__STUDY TEXT__.
Pop culture is all about specifics and subsets these days (subsets of subsets and blogs devoted to blogs about subsets): You’re not just a fan of comics, you’re a die-hard collector of shojo manga, unbearably cute Japanese comics for teenage girls. You don’t just listen to hip-hop, you live for as-yet-unrecorded underground East Coast hip-hop music. You don’t collect toys, dammit – they’re vintage, limited-edition action figures from Europe, like the German GI Joe astronaut “with lifelike hair” who says “sound off” when you pull his string. If you have a bit of the otaku in you (i.e., a superobsessive fanatic in some superspecific pop-cultural category), especially when it comes to books and shoes, then beat it to Reserve.

Directly across from Canter’s Deli on Fairfax, Reserve is a new boutique that sells books and shoes – an oddly compatible pairing that, given its owners, makes sense. Audrey Montgaillard and Naama Givoni risked opening a business together based solely on their individual, seemingly incongruous passions. Montgaillard has a shoe fetish – her parents owned shoe stores when she was growing up in the South of France, and her home closet is now bloated with over 150 pairs. Givoni is a fervid bibliophile. Each woman has staked out her territory: The left side of the store is dotted with rare vintage sneakers and imported designer flats. On the right, obscure magazines from Germany and Japan; a smattering of vinyl toys; and books on mass media, pop culture, art and design.

At first glance, Reserve looks like one of those completely uninspired, unremarkable Melrose Avenue shops – a spare rectangular space with concrete flooring, hip-hop soundtrack playing in the background, a modest amount of midpriced merchandise carefully arranged on slender shelves and end tables. There’s not a tremendously large selection of either books or shoes, but the store does have depth. Beyond the surface (and the supply of Surface mags), there’s a wealth of what can only be described as insider, subcultural stuff. Montgaillard stockpiles unworn, limited-edition, vintage dead-stock sneakers imported from Europe: 1980s Diadora and Le Coq Sportif as well as old Spring Court styles. “Sneakerheads know all these lines,” Givoni says. “They get all geeked out on the Le Coq Sportif stuff.” And Montgaillard mixes up the footwear with higher-end shoes she brings back from Milan and Paris – those creamy leather Repetto ballet slippers that Brigitte Bardot loved, poppy-colored Italian flats with kitty heels from Ash, and canvas slip-ons from Ras, a Spanish line. “They’re young and funny – there’s a story on every shoe,” says Montgaillard.

Natural-language object grounding material
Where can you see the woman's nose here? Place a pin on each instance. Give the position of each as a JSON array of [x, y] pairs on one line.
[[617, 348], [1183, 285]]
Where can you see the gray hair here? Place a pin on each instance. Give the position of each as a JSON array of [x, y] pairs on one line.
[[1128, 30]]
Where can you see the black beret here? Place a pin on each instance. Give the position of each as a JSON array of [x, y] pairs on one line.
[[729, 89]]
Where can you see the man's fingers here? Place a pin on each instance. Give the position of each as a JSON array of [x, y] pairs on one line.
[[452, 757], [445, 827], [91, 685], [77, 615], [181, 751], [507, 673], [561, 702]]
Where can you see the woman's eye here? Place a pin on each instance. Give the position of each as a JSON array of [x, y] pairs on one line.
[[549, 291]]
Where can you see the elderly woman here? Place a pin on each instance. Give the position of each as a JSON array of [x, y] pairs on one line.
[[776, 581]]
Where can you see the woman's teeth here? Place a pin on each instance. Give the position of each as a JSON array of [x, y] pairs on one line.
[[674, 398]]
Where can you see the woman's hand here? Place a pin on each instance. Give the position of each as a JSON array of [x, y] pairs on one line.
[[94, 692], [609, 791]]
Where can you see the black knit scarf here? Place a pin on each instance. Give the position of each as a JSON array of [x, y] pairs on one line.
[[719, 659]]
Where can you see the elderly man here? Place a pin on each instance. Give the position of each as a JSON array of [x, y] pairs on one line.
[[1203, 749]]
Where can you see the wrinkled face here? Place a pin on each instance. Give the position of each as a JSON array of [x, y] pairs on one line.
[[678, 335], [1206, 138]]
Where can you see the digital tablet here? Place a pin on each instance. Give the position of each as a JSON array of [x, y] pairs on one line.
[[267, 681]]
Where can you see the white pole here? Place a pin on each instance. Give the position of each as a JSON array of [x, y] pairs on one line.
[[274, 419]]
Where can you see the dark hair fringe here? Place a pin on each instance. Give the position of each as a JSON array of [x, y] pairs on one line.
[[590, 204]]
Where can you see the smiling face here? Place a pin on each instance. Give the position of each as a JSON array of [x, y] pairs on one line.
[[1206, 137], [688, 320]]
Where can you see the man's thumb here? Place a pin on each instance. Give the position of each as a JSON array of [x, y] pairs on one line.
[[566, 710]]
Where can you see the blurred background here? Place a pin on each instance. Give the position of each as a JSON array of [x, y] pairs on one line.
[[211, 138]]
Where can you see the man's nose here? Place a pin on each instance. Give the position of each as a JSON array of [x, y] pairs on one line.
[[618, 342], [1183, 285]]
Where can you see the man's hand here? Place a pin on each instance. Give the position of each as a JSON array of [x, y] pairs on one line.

__EXERCISE TASKS__.
1) According to the article about the Reserve boutique, how many pairs of shoes fill Montgaillard's home closet?
2) Carry on the article about the Reserve boutique from the point where it stops.

__ANSWERS TO THE PROBLEMS__.
1) Over 150 pairs.

2)
Which brings us back to books. Reserve carries the more obvious D.A.P. titles like Beautiful Losers and a book on Barry McGee, but Givoni also hunts down obscure works — like Deanne Cheuk’s psychedelic Mushroom Girls Virus, and Dos Logos, a showcase of icons, logos and typography from graphic-design teams around the world. “A lot of our books are graffiti artists turned graphic designers turned fashion designers turned toy designers,” Givoni says. “Like WK Interact, Giant or Futura 2000.”

The schizophrenic nature of Reserve works, in part, because its owners agree on one thing: committing, in an otaku kind of way, to the things that they love. Like local Japanese artist Michiko Yao; the back wall of their store features one of Yao’s enormous signed paint-by-numbers murals. Eventually, however, Montgaillard and Givoni will turn it over to another artist. They plan for that wall to be ever changing and evolving, always giving way to “new cool stuff” – like pop culture itself.